____ EXTRACTED TEXT

Unprepared
Both J and I have felt unable to settle today. Some days you sort of manage and other days, you wonder how you'll ever manage again. I wish so much for my bears, for their lives and I never imagined one life would be lived in another part of the multiverse without us.
I know we're here on this planet to learn lessons before we set off again on a new adventure, but I fail to see a lesson in separating a parent from their child in this way and siblings from each other. I guess I'll find out one day, but I remain feeling it all, while also feeling uncomfortably numb.
Sometimes I find that writing it all down is my way of silently screaming at the universe, while maintaining a look of a swan delicately paddling along the surface of a beautifully mirror-like lake.
Nothing prepares you for losing a child; for coping with the passing of time, maybe watching your other children or those of friends, your child’s peers, growing up. No-one can express to you the utter joy coupled with heartbreak at every milestone, as you see your children’s accomplishments in life, a cause for such celebration and pride; knowing that someone very special will always be missing.
There’s this feeling of duality and the need to escape, but where to? Where can you possibly go to run from this feeling? Do you even want to really escape? Everything that is happening is because you feel so much love for the person who is no longer with you in the physical.
When I see photos of my son, Ben, I find myself really studying them now; examining every aspect of every feature. The way his eyes would light up when he was talking about something he was interested in like trains, or the way they would be screwed up tight in laughter when he had said something to make his sisters giggle or we’d all been having a tickle fight.
I think sometimes that if I stare long enough, the image of him might move and he’ll become animated and start talking or reminding me of the memory and feeling at the time the photo was taken. I want him to be real again. I want him to be here, present. I still imagine him and think I even catch him out of the corner of my eye sometimes, standing outside the backdoor smiling or see a shape of him walking down the stairs and when the lights flicker madly in the lounge at night for no reason, I trust that it is him and not just a faulty dimmer switch.
When I feel brave enough and like I can hold my tears in for a moment, so as not to distort my vision, I turn to the myriad of videos I have taken on my phone and watch them for a moment, listening in earnest to his voice, his giggle, his incessant chatter and excitement about all things Lego or Marvel.
No-one prepares you for the silence in the bedroom where they once slept or played games with their siblings and friends. The dust definitely gathers; and the animals are drawn to lie on his duvet sometimes, recognising his absence and the need for his energy in our lives.
The view out of his bedroom window remains beautiful; the South Downs and yesterday, there was the most incredible double rainbow and I thought … it’s because it’s 101 weeks without him. Quite a milestone in my heart and mind.

________
____ DATA PROVIDED

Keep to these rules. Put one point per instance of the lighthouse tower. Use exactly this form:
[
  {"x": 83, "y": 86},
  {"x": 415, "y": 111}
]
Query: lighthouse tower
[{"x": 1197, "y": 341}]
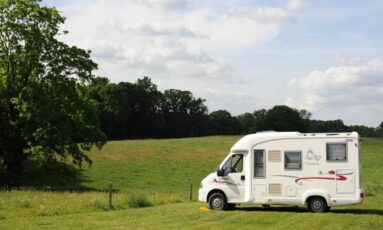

________

(WRITTEN EXERCISE 1)
Answer these about the post on losing a child:
(a) What topic does the writer give as one that made Ben's eyes light up?
(b) What can be seen from the window of his bedroom?
(c) How many weeks without him does the writer mark with the double rainbow?
(WRITTEN EXERCISE 2)
How would the post on losing a child go on? Write the next part, picking up after its final sentence.

(TASK RESULT 1)
(a) Trains
(b) The South Downs
(c) 101 weeks

(TASK RESULT 2)
No-one explains how it might be for your other children, when their sibling dies. It’s sometimes so heart-breaking to watch. The dynamic in our household is notably different. It feels wrong, but yet, it’s how it is now; and we are slowly becoming accustomed to the lack of shouting and giggling, arguing; and finding that the house, although still a home with somewhat boystrous (on rare occasions) children in, it is generally a much quieter one these days. The girls are nearly two years older now and the landscape is changing, just as their needs and focuses are.
Our youngest is now officially older than her brother got to on this earth and our eldest is almost sixteen. Ben’s life was cut short and remains so present and distant at the same time.
I find that parents think more deeply about the memories; Ben’s last day here, the fact that we won’t see him again … at least, not for a long time and the constant undulating between finding ways to cope through the day and silently, in tears, so not able to cope at the drop of a hat.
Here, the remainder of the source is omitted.